Point localization data
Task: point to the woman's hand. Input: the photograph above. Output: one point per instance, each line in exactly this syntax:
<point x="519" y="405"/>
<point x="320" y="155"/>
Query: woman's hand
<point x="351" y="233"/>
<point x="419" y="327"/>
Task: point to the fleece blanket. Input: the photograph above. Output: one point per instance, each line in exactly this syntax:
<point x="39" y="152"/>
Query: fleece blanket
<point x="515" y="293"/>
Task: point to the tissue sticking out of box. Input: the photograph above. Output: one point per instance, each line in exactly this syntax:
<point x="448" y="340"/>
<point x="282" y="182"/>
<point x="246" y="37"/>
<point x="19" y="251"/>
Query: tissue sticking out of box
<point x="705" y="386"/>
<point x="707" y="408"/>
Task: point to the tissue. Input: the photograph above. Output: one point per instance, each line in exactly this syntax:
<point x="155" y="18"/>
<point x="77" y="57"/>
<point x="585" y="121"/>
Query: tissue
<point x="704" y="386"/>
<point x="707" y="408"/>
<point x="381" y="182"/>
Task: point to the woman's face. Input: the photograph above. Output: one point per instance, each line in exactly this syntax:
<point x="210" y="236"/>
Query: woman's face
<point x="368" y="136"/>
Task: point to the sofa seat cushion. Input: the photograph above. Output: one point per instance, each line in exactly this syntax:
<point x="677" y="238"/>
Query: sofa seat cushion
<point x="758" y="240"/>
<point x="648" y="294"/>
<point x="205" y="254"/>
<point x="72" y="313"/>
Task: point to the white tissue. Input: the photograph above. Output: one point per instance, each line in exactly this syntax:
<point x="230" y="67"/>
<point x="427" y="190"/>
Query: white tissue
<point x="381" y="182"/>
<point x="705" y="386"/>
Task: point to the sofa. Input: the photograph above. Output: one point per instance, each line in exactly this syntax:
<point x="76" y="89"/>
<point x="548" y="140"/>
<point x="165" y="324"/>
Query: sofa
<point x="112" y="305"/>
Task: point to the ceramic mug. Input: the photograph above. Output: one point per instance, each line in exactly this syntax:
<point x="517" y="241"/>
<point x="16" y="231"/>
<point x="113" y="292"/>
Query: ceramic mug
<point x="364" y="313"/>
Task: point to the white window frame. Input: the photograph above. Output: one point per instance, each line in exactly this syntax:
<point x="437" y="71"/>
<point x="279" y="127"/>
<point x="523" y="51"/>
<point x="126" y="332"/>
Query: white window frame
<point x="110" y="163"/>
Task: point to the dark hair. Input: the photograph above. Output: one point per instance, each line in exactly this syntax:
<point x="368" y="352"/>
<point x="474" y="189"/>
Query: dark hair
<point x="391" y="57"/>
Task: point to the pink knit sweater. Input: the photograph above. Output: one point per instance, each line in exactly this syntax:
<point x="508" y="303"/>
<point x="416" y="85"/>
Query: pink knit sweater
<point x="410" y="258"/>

-- What you should do --
Word for word, write out each entry shown above.

-- Written response --
Task: point to the woman's hand. Input: the photograph above. Output: one point per instance, each line in exactly this syntax:
<point x="519" y="405"/>
<point x="320" y="155"/>
Query: woman's hand
<point x="351" y="233"/>
<point x="419" y="327"/>
Task: point to the fleece blanket. Input: the photograph above. Output: one point per instance, each line in exactly this syntax:
<point x="39" y="152"/>
Query: fleece blanket
<point x="515" y="293"/>
Task: point to the tissue sticking out of box. Input: the photograph above. Output: one point per instance, each line in exactly this syntax:
<point x="448" y="340"/>
<point x="282" y="182"/>
<point x="246" y="37"/>
<point x="19" y="251"/>
Query: tissue sticking out of box
<point x="705" y="386"/>
<point x="707" y="408"/>
Task: point to the tissue. Input: the photograph above. Output: one point per instance, each line in exactly this syntax:
<point x="155" y="18"/>
<point x="77" y="57"/>
<point x="585" y="121"/>
Query: tissue
<point x="704" y="386"/>
<point x="707" y="408"/>
<point x="381" y="182"/>
Task: point to the woman's face. Input: the photograph above. Output: one point per instance, each line in exactly this syntax:
<point x="210" y="236"/>
Query: woman's face
<point x="368" y="136"/>
Task: point to the sofa seat cushion. Input: the photograph above. Output: one point per instance, each line in exactly this syntax:
<point x="677" y="238"/>
Query: sofa seat cushion
<point x="758" y="240"/>
<point x="648" y="294"/>
<point x="205" y="254"/>
<point x="72" y="313"/>
Task: point to the white tissue. Input: the photograph above. Output: one point per instance, each line in exactly this syntax:
<point x="230" y="67"/>
<point x="427" y="190"/>
Query: white tissue
<point x="381" y="182"/>
<point x="705" y="386"/>
Task: point to the sofa. Input: the photograph above. Output: one point per instance, each line in exactly this syntax:
<point x="76" y="89"/>
<point x="548" y="140"/>
<point x="165" y="324"/>
Query: sofa
<point x="112" y="305"/>
Task: point to the ceramic mug. Input: the photograph above. Output: one point per instance, each line in exactly this syntax:
<point x="517" y="241"/>
<point x="16" y="231"/>
<point x="113" y="292"/>
Query: ceramic mug
<point x="364" y="313"/>
Task: point to the white window frame. Input: the photograph above. Output: one point per instance, each line in exactly this syntax:
<point x="437" y="71"/>
<point x="279" y="127"/>
<point x="523" y="51"/>
<point x="126" y="332"/>
Query: white window frame
<point x="110" y="163"/>
Task: point to the dark hair. Input: the photograph above. Output: one point per instance, each line in exactly this syntax:
<point x="368" y="352"/>
<point x="474" y="189"/>
Query: dark hair
<point x="391" y="57"/>
Task: point to the pink knit sweater. Input: the photograph above. Output: one point per instance, each line in exactly this syntax:
<point x="508" y="303"/>
<point x="416" y="85"/>
Query: pink knit sweater
<point x="410" y="258"/>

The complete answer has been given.